Problem -> Find the line that contains "Mark the hand". Then set down that line and all the lines after it, to the end of the records, exactly and with nothing added.

Start of Data listing

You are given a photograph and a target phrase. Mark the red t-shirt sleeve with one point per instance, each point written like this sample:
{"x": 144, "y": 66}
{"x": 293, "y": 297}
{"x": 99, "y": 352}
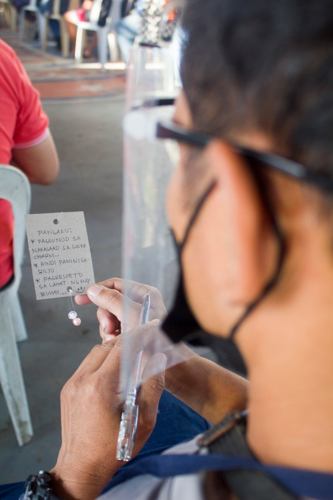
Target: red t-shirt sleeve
{"x": 23, "y": 122}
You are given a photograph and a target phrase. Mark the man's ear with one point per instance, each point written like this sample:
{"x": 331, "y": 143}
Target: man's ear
{"x": 250, "y": 244}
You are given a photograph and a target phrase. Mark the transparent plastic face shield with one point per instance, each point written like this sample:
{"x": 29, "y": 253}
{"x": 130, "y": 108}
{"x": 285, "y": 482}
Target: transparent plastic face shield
{"x": 150, "y": 266}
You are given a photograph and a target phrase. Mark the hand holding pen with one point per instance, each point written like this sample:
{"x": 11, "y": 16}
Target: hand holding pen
{"x": 130, "y": 415}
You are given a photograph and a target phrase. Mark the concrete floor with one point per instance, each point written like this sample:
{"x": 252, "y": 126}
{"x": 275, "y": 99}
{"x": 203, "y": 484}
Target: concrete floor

End of Data listing

Answer to this exercise ->
You are given a photograph and a target phrase. Mark the hand holding pen with one point per instance, each point written like this sample:
{"x": 11, "y": 16}
Target: hand holding pen
{"x": 130, "y": 415}
You are given a photograph and a target phrase. Mark the concrete floor with one point per instance, each point written like this sample:
{"x": 252, "y": 126}
{"x": 275, "y": 99}
{"x": 203, "y": 484}
Target: concrete floor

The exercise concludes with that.